Petikan Teks:
++++++++

Revisi UU TNI: Pekerjaan Rumah Sektor Pertahanan Tetap Belum Selesai?

Dizar Ramadhan Sabana, Pratama Putra Prasetya Opini Selasa, 18 Maret 2025
Unduh Publikasi
img
Penulis :
img
Analis
Politik Keamanan
img
Analis
Politik Keamanan

Pada 18 Maret 2025, Dewan Perwakilan Rakyat (DPR) bersama pemerintah telah menyetujui pembahasan revisi UU No. 34/2004 tentang Tentara Nasional Indonesia (TNI) dibawa ke rapat paripurna keesokan harinya. Salah satu pertimbangan revisi ini adalah usia UU TNI sudah berusia dua puluh tahun sehingga dibutuhkan evaluasi dan perbaikan mengikuti dinamika lingkungan strategis pada masa ini. Namun, alih-alih bertujuan mendorong profesionalisme TNI sebagai kekuatan utama dalam menghadapi potensi konflik dunia yang semakin bergejolak, pembahasan revisi UU TNI terkesan terburu-buru dan belum secara signifikan menyentuh aspek fundamental dalam pembangunan pertahanan Indonesia. 

Draf Terkini Revisi UU TNI

Draf revisi UU TNI terkini menuai gelombang kritik dan protes dari masyarakat sipil, terutama akibat pembahasan yang terkesan tertutup dan kilat. Akan tetapi, substansi revisi kali ini jauh lebih moderat dibandingkan dengan pembahasan pada tahun 2024 yang lalu. Beberapa poin berpolemik dari draf tahun 2024 kini tidak muncul kembali seperti (1) pasal karet penempatan TNI di instansi sipil berdasarkan keputusan Presiden; (2) penghapusan larangan berbisnis TNI; dan (3) peran penegak hukum untuk TNI AD.

++++++++

Data Masukan:
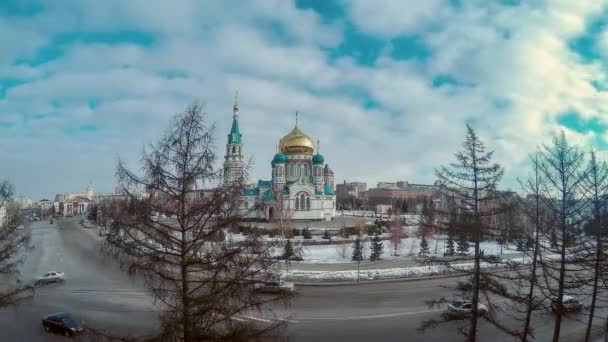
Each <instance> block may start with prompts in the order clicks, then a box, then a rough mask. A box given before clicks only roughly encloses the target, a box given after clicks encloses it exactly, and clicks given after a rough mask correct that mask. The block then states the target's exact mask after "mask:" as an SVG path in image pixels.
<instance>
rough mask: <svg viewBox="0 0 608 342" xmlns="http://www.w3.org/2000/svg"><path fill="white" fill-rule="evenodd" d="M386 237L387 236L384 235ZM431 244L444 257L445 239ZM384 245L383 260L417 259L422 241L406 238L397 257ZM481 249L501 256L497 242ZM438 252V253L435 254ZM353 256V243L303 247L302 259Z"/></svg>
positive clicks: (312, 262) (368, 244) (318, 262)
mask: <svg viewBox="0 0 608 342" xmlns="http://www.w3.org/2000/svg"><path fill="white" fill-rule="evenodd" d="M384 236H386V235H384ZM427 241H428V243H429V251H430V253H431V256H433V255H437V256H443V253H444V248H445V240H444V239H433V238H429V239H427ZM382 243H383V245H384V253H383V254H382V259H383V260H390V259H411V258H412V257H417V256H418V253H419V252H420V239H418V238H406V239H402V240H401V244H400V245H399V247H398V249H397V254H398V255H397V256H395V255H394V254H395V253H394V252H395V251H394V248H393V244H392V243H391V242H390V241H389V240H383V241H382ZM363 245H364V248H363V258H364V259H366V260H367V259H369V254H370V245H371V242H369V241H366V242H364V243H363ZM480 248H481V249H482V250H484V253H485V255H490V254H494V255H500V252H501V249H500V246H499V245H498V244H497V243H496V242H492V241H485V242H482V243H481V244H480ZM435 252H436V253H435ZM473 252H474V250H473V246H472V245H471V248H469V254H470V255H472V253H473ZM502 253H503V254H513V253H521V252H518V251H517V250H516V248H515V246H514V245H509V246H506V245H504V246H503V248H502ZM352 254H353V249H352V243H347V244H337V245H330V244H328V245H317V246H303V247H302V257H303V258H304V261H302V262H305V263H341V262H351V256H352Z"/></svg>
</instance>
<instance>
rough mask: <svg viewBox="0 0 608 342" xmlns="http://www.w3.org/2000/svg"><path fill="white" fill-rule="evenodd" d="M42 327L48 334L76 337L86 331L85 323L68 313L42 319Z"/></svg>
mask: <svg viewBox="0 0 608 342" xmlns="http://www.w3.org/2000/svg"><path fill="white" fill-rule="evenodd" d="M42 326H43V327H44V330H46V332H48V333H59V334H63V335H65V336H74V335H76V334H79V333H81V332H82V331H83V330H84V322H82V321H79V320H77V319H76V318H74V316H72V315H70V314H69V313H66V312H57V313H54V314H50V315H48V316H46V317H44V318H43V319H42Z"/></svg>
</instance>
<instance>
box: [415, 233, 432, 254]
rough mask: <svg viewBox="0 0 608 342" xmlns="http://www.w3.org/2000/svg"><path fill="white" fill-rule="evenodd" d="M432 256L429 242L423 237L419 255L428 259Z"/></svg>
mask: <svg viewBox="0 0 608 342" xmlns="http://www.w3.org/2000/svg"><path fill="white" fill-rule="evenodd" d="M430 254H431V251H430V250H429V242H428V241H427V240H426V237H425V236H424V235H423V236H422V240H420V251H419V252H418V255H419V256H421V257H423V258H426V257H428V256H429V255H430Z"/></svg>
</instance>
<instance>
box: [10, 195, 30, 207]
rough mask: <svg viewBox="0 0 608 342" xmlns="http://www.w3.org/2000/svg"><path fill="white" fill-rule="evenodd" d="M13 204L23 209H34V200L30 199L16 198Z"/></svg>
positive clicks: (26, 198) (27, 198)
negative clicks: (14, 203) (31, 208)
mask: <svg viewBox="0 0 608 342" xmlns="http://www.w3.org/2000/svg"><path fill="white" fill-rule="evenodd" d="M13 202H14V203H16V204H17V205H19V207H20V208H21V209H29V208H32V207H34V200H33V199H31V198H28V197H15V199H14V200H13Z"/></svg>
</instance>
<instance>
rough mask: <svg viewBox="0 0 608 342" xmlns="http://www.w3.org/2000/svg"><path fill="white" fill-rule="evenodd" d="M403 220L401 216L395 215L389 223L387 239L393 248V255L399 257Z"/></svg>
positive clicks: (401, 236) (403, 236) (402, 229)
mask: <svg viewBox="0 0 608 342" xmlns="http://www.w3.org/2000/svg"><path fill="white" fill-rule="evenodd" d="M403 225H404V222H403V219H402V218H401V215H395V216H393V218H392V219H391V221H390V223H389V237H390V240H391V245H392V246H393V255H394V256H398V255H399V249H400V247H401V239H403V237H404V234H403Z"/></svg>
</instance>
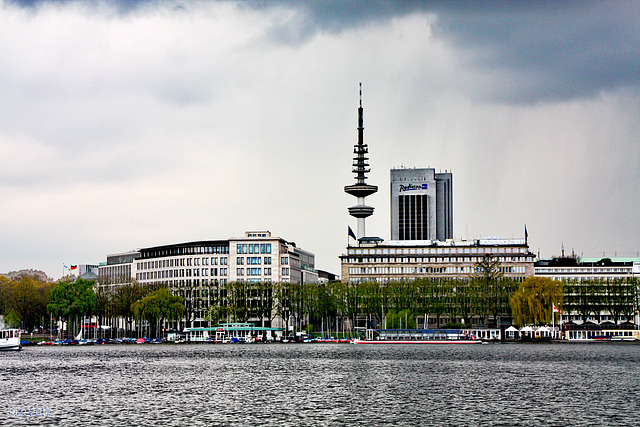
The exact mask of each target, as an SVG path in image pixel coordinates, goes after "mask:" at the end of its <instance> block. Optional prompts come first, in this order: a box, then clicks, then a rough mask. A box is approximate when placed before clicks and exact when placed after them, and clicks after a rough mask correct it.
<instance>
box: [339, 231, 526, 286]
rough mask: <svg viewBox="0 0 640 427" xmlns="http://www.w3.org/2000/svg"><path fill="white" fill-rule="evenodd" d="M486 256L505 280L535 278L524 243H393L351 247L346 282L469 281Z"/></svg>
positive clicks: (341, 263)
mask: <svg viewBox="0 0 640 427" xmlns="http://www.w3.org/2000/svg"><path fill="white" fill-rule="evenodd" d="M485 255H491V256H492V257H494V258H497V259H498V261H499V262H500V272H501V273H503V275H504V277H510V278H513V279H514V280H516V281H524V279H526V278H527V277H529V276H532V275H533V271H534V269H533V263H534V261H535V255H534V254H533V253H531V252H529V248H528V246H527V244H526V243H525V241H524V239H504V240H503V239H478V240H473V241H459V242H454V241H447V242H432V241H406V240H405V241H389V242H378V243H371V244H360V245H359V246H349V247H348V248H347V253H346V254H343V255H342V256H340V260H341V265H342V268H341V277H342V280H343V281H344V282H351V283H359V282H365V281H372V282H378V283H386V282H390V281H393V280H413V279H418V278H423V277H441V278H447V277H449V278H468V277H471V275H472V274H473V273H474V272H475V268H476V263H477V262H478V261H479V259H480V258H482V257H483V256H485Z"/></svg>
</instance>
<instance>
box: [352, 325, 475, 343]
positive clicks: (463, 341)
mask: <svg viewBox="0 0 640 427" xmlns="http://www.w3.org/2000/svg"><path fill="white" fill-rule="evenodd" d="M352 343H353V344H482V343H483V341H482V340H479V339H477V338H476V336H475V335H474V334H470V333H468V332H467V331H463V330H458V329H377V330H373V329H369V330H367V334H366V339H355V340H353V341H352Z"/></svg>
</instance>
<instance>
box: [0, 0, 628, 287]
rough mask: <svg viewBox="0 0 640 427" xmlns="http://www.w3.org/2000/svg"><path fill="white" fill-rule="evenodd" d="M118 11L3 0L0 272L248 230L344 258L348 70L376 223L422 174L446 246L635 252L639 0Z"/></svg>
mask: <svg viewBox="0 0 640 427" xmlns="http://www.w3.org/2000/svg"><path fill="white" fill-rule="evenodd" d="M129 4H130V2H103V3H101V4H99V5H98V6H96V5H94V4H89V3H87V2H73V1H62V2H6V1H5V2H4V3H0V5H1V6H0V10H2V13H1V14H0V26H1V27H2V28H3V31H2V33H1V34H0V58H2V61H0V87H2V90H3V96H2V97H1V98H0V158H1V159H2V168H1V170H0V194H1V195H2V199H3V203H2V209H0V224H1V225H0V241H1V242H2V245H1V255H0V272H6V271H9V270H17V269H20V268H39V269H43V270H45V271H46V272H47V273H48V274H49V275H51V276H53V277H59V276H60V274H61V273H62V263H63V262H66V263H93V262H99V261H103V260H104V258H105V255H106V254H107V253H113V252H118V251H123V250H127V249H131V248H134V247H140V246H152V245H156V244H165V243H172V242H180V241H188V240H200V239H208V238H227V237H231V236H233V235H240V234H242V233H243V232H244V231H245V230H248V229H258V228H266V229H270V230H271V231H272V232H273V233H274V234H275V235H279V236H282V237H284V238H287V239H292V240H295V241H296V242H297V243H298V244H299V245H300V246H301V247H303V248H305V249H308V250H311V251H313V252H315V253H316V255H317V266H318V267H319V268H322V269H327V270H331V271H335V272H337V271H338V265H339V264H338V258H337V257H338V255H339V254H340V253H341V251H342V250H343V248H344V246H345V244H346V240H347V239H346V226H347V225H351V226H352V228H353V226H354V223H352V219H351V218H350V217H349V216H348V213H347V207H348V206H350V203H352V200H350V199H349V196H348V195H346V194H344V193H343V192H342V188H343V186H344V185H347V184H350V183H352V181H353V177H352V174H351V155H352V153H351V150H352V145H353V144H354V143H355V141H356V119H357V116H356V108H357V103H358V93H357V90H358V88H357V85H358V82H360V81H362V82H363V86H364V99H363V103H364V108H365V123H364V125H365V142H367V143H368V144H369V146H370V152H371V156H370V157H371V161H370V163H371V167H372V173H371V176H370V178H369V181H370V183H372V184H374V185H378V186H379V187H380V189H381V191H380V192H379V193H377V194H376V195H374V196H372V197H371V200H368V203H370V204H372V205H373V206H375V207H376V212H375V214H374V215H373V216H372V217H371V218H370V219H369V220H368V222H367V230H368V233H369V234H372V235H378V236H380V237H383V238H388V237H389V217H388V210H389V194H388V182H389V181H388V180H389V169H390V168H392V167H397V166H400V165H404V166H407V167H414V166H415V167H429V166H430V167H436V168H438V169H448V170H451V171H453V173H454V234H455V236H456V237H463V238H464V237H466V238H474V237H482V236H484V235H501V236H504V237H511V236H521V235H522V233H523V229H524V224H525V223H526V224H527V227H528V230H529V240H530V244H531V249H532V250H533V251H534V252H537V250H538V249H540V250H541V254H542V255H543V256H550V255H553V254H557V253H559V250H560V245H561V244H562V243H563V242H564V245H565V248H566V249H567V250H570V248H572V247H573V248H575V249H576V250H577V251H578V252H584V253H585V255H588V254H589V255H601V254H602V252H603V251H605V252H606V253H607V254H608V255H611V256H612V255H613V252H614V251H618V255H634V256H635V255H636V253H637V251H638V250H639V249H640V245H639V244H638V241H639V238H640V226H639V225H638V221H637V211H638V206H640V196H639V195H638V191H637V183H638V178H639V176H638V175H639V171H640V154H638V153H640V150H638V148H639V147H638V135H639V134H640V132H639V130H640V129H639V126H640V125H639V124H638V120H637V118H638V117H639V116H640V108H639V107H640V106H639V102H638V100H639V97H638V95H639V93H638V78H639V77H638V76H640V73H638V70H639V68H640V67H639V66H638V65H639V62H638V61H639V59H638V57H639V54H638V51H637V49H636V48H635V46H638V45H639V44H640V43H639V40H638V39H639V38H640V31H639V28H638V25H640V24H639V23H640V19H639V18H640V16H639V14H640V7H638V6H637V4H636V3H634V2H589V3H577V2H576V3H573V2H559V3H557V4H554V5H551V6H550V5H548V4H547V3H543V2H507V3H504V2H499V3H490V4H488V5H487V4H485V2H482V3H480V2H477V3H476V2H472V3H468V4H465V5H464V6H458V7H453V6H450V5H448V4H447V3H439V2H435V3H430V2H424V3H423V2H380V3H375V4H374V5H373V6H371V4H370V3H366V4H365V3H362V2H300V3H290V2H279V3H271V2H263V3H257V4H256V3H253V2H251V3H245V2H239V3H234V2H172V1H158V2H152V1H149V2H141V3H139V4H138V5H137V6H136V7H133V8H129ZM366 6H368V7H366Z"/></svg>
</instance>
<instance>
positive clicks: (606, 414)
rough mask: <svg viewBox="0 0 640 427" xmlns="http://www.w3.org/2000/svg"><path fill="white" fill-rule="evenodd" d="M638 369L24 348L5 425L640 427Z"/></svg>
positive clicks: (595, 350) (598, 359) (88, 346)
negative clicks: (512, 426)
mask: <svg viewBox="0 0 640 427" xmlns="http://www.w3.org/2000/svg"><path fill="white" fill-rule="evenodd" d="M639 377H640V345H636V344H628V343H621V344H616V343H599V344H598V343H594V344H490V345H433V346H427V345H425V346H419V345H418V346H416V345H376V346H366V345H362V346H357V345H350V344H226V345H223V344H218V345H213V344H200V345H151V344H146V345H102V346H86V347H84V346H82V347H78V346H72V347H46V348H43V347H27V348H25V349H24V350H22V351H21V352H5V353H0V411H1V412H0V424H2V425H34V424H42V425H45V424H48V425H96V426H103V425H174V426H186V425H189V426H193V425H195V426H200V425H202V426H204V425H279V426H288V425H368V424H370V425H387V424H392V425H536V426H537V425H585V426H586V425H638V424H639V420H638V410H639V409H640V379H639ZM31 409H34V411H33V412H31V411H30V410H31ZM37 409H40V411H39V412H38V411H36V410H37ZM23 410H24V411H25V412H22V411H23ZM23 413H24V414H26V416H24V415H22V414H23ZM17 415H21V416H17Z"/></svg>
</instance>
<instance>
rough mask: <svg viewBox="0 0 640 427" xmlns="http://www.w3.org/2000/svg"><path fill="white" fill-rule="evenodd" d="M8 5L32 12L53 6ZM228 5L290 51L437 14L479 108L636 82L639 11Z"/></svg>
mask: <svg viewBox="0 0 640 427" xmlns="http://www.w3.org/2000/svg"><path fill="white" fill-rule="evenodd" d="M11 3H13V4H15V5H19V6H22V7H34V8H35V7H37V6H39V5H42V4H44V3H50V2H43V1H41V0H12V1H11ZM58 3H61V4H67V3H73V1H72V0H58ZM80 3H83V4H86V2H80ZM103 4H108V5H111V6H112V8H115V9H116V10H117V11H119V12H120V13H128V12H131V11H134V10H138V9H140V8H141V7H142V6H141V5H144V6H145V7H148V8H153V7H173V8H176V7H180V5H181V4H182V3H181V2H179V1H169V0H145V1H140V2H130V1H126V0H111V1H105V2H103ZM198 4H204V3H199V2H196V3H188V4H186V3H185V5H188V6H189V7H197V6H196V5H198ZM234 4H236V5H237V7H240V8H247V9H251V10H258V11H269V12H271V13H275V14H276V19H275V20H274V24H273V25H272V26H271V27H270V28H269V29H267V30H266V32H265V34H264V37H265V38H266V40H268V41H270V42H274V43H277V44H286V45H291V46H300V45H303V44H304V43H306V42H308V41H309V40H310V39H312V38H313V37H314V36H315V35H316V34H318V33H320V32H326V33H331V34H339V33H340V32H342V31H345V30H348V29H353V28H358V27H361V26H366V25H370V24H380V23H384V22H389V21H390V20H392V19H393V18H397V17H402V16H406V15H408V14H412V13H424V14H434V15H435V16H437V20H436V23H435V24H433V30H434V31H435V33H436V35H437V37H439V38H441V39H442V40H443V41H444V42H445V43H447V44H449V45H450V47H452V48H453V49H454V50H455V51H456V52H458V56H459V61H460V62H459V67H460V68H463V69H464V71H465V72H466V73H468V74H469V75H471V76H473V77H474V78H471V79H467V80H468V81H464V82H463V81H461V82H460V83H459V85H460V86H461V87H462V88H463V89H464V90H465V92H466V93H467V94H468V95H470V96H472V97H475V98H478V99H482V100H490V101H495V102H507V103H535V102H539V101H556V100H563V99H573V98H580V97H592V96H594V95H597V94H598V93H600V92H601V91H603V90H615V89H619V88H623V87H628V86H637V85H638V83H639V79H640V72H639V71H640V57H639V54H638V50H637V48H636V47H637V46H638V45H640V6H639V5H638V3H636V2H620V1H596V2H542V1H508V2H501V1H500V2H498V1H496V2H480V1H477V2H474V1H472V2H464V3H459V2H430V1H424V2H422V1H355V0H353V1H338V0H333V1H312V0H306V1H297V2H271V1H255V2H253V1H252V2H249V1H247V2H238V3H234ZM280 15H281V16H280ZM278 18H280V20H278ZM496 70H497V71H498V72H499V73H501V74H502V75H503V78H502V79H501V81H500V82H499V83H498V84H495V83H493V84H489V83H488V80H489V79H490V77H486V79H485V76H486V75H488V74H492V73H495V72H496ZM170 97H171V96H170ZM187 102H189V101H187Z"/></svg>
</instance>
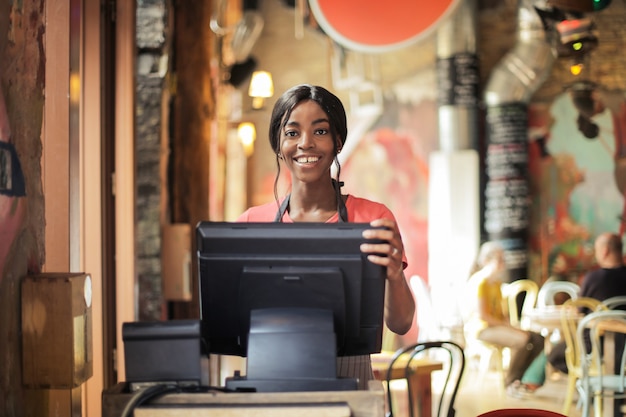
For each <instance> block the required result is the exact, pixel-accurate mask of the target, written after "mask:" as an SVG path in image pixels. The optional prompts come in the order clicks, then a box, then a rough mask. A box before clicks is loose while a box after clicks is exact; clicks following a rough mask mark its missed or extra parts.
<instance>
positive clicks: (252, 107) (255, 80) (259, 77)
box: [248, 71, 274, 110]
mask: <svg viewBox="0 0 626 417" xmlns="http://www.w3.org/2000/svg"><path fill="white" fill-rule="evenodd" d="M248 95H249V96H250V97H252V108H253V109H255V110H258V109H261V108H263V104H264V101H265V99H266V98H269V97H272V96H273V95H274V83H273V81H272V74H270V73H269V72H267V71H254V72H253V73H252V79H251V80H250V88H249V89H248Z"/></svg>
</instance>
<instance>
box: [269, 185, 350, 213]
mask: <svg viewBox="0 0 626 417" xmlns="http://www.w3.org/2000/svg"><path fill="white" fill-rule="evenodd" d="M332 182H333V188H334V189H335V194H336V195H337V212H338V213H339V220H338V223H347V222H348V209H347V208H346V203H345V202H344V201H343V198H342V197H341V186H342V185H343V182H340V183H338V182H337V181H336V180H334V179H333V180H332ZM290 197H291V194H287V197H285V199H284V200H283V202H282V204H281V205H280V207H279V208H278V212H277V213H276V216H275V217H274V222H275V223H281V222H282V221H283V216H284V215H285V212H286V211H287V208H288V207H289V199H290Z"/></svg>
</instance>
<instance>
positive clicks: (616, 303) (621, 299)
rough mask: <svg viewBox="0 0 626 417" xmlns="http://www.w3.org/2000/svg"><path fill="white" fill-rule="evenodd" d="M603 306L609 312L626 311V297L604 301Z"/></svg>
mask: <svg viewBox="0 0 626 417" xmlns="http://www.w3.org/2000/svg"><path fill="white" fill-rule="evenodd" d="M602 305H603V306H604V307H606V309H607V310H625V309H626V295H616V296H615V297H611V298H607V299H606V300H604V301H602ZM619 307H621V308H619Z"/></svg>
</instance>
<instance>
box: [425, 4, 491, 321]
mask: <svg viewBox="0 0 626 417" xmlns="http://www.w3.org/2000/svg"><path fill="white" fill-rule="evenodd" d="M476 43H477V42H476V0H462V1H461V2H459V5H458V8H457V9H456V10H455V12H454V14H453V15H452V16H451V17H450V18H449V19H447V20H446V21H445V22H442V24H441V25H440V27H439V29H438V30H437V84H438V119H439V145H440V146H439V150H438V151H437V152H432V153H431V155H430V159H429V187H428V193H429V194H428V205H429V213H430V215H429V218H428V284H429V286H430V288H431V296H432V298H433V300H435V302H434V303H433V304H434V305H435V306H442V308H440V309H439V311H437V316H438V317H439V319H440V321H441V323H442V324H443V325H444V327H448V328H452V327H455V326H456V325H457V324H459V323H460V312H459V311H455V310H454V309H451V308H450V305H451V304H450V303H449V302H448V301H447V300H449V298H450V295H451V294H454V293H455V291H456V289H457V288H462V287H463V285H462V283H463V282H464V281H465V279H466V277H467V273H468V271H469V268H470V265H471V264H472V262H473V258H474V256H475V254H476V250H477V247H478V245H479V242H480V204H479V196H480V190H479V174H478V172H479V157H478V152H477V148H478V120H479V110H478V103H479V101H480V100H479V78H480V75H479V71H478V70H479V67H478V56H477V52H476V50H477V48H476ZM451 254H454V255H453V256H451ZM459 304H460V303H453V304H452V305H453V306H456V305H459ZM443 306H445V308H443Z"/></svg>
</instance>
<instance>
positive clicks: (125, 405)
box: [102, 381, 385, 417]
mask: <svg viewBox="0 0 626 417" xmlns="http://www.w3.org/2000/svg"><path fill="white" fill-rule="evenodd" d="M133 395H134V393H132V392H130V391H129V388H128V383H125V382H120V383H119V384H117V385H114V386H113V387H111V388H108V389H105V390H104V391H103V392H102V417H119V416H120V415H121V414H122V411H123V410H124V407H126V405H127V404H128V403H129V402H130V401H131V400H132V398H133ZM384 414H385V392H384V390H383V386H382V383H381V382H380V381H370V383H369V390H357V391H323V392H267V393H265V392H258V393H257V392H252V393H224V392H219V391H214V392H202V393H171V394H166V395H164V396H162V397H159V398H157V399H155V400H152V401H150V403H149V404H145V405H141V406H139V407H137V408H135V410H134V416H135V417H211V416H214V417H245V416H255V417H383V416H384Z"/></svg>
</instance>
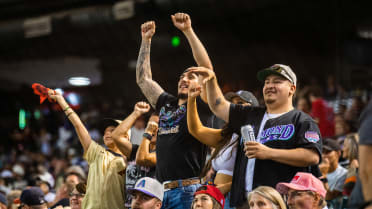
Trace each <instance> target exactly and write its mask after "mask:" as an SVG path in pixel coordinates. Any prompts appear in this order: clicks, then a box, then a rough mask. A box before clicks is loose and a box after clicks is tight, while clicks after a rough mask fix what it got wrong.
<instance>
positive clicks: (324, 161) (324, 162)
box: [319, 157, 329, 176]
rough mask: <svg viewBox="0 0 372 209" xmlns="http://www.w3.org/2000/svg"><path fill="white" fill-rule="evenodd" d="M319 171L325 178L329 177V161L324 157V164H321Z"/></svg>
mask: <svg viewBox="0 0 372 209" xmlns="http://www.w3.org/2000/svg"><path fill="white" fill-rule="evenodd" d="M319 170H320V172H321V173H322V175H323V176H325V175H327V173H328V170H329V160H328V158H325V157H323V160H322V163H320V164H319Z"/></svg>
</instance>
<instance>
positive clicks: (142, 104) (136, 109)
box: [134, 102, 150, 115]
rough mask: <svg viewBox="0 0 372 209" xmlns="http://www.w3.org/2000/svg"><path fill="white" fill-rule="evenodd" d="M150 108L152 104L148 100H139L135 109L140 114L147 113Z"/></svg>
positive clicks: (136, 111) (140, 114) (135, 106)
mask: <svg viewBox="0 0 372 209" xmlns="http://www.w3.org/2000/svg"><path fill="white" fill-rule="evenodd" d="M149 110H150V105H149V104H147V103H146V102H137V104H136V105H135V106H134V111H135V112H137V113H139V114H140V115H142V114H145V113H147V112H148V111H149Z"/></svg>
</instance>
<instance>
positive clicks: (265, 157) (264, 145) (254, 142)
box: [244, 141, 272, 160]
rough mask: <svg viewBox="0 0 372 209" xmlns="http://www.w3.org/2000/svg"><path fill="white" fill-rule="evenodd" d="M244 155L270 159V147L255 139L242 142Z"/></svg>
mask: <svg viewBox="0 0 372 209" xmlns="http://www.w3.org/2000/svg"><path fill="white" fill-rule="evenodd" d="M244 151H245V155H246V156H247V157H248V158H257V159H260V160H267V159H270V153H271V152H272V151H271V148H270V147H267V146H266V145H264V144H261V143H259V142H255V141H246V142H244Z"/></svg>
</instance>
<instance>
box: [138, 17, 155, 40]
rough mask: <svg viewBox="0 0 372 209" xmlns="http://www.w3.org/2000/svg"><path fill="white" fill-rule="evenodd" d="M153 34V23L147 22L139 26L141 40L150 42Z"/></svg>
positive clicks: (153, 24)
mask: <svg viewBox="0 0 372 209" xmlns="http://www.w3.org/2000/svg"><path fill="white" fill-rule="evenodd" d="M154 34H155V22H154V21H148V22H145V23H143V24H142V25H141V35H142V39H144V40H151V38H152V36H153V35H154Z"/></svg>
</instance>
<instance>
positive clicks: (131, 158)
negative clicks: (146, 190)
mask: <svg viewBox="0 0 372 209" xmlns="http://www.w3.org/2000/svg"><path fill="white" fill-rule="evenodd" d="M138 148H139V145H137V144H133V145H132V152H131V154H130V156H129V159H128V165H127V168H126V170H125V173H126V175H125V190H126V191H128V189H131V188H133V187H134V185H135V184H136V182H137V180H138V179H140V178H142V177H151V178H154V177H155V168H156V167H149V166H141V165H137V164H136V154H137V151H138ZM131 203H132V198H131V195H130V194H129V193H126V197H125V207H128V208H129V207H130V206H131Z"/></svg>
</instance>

++++++++

Arahan Singkat A: Kembalikan bagian artikel tentang revisi UU TNI dari "Draf Terkini Revisi" sampai dengan "untuk TNI AD." tanpa mengubah satu kata pun.
Arahan Singkat B: Sajikan sebagai daftar bernomor hanya baris-baris catatan dari baris yang memuat "108L152 104L148 100H139L135" sampai dengan baris yang memuat "box: [244, 141, 272, 160]", kedua baris itu ikut disertakan. Lewati baris yang kosong.
Artikel dan catatan di atas adalah bahan yang terpisah satu sama lain.

Jawaban Anda A:
Draf Terkini Revisi UU TNI

Draf revisi UU TNI terkini menuai gelombang kritik dan protes dari masyarakat sipil, terutama akibat pembahasan yang terkesan tertutup dan kilat. Akan tetapi, substansi revisi kali ini jauh lebih moderat dibandingkan dengan pembahasan pada tahun 2024 yang lalu. Beberapa poin berpolemik dari draf tahun 2024 kini tidak muncul kembali seperti (1) pasal karet penempatan TNI di instansi sipil berdasarkan keputusan Presiden; (2) penghapusan larangan berbisnis TNI; dan (3) peran penegak hukum untuk TNI AD.

Jawaban Anda B:
1. rough mask: <svg viewBox="0 0 372 209" xmlns="http://www.w3.org/2000/svg"><path fill="white" fill-rule="evenodd" d="M150 108L152 104L148 100H139L135 109L140 114L147 113Z"/></svg>
2. positive clicks: (136, 111) (140, 114) (135, 106)
3. mask: <svg viewBox="0 0 372 209" xmlns="http://www.w3.org/2000/svg"><path fill="white" fill-rule="evenodd" d="M149 110H150V105H149V104H147V103H146V102H137V104H136V105H135V106H134V111H135V112H137V113H139V114H140V115H142V114H145V113H147V112H148V111H149Z"/></svg>
4. </instance>
5. <instance>
6. positive clicks: (265, 157) (264, 145) (254, 142)
7. box: [244, 141, 272, 160]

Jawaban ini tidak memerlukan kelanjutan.